Information given:
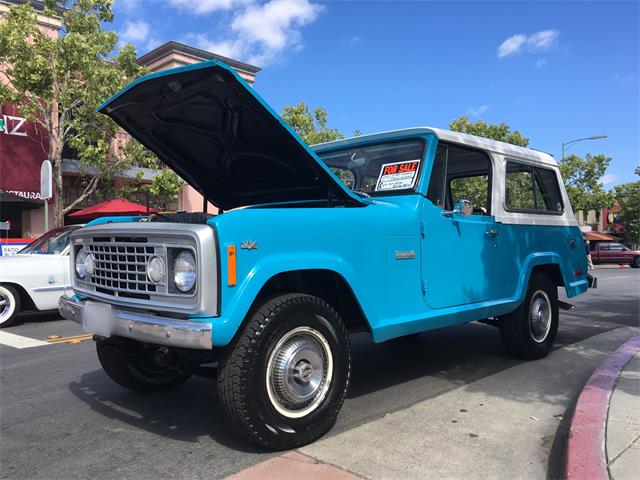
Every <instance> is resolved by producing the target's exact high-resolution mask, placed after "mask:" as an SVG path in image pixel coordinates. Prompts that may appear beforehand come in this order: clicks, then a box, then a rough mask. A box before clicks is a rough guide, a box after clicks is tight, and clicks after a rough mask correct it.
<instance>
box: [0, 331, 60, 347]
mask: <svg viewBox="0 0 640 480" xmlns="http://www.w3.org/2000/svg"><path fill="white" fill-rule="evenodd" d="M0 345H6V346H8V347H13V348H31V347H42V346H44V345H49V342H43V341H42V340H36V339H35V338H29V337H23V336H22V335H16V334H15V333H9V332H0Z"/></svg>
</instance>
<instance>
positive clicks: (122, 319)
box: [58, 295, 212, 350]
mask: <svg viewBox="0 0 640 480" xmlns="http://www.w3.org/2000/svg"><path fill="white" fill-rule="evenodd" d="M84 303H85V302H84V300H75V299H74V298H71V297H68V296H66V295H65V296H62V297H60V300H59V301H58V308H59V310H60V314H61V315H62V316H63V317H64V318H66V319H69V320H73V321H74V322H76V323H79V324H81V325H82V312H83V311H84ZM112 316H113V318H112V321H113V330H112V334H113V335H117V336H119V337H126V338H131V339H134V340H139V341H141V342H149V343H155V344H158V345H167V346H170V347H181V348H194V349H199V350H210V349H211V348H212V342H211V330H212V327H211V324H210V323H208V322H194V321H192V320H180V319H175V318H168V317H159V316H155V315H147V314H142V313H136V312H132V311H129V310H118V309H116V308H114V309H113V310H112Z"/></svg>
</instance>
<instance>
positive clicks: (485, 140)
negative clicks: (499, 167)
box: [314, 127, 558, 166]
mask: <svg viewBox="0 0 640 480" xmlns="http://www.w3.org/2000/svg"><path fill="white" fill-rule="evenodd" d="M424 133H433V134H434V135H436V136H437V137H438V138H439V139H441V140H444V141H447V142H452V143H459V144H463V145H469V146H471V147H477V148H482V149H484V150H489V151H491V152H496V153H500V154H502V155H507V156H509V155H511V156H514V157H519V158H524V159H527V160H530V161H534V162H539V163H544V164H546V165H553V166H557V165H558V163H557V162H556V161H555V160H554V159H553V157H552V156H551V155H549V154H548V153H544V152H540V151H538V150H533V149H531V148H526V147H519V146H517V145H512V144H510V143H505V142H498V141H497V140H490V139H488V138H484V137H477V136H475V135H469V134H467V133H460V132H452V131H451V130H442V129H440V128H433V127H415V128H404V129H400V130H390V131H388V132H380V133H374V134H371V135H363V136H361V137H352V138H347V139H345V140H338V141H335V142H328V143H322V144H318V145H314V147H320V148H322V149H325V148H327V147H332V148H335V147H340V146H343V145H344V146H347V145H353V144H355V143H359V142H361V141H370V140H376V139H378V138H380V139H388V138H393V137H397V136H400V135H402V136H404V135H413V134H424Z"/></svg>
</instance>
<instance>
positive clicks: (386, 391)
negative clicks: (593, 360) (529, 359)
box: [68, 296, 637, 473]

==

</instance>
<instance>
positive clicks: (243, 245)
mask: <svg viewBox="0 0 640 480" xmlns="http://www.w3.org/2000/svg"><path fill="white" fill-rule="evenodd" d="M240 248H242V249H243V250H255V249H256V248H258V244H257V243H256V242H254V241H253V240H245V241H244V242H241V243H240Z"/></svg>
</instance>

Task brief: All lines of the records above with the word "negative" in them are to be copied.

Exercise response:
negative clicks: (499, 167)
negative clicks: (593, 360) (529, 359)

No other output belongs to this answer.